Information supplied |
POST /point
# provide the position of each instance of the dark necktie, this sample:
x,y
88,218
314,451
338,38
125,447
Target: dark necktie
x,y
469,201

Written exercise |
Can you rewrite the items above, changing every "dark necktie" to "striped necktie" and leaving everything else as it is?

The answer |
POST /point
# provide the position of each instance of the striped necktie, this sample:
x,y
88,218
314,451
338,38
125,447
Target: striped necktie
x,y
469,201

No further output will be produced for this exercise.